For the listing below, give the number of lines that include "above" and add nothing to it.
===
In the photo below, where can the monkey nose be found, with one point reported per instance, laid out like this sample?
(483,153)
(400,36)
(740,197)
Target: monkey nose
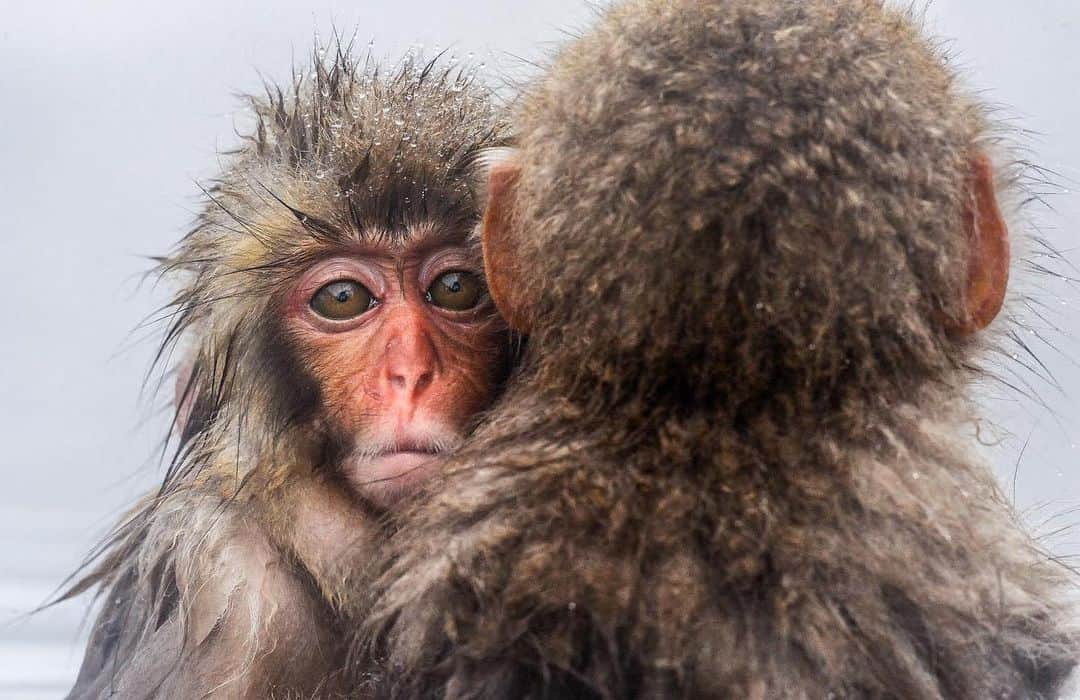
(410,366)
===
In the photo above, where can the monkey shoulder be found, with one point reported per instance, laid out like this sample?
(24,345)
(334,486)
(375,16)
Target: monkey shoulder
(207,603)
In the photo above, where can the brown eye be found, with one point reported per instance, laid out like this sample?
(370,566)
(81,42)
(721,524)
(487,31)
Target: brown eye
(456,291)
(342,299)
===
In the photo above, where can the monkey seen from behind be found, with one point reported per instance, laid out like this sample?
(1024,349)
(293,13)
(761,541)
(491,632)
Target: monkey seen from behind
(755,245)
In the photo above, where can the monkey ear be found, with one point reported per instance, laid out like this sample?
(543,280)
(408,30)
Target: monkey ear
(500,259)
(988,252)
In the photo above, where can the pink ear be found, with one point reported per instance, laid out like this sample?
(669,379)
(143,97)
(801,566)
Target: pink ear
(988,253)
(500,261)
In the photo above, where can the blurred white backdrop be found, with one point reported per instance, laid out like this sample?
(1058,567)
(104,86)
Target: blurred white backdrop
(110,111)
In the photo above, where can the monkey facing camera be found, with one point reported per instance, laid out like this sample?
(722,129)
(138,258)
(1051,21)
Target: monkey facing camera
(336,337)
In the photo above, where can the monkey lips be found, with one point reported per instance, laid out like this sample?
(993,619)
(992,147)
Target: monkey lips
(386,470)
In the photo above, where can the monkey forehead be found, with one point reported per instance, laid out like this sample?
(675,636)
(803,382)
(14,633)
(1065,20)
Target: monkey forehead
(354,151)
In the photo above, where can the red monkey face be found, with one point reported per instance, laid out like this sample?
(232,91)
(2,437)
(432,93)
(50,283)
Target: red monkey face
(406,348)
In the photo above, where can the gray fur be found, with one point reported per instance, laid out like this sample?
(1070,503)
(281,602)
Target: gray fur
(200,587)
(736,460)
===
Finished exercise: 11